══ RECORDS SUPPLIED ══

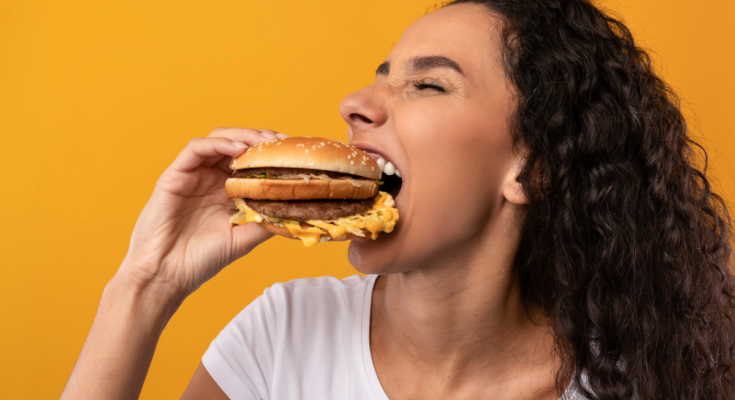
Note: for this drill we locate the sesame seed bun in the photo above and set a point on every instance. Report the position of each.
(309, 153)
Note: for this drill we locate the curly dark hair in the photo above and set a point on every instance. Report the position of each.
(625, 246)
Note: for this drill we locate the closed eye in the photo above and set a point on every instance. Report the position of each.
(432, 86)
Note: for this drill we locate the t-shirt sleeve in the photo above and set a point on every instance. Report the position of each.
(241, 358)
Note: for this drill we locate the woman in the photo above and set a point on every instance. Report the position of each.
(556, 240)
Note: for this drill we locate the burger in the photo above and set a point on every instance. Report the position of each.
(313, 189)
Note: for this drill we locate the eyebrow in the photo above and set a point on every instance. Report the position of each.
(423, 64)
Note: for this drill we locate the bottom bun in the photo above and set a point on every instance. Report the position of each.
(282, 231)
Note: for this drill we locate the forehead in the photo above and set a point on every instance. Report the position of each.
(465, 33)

═══

Now transcribe all the entries above exactly, so that no picture is carried over.

Note: for this drill we locate the sesame seed bun in the photo above and set a point on every instance. Report the position of each.
(309, 153)
Note: for this drill we locate the curly dark hair in the photo above and set a point on every instance. Report the position of each.
(625, 246)
Note: for this drill we locate the closed eye in the photo above and set a point on every instance. Report the position of each.
(432, 86)
Note: for this drill we locate the t-shirt sleeve in the photo above and set a point on every instance. Report the position of each.
(241, 358)
Note: for this drill we locate the woman in the photo above and set a point on every instance. Report the position of each.
(556, 240)
Note: for this drill we locate the burger in the photo above and set a point on every instance. Report the position of each.
(313, 189)
Note: for this drill we locate the eyebrow in the photo above and set a point on every instance. Report the position of each.
(423, 64)
Note: for this drill we locate the bottom bun in the photo above and set a point on every instance. Report the position of each.
(282, 231)
Note: for this drill we locate the forehead in the photo above and set a point on every instance. Report the position of each.
(465, 33)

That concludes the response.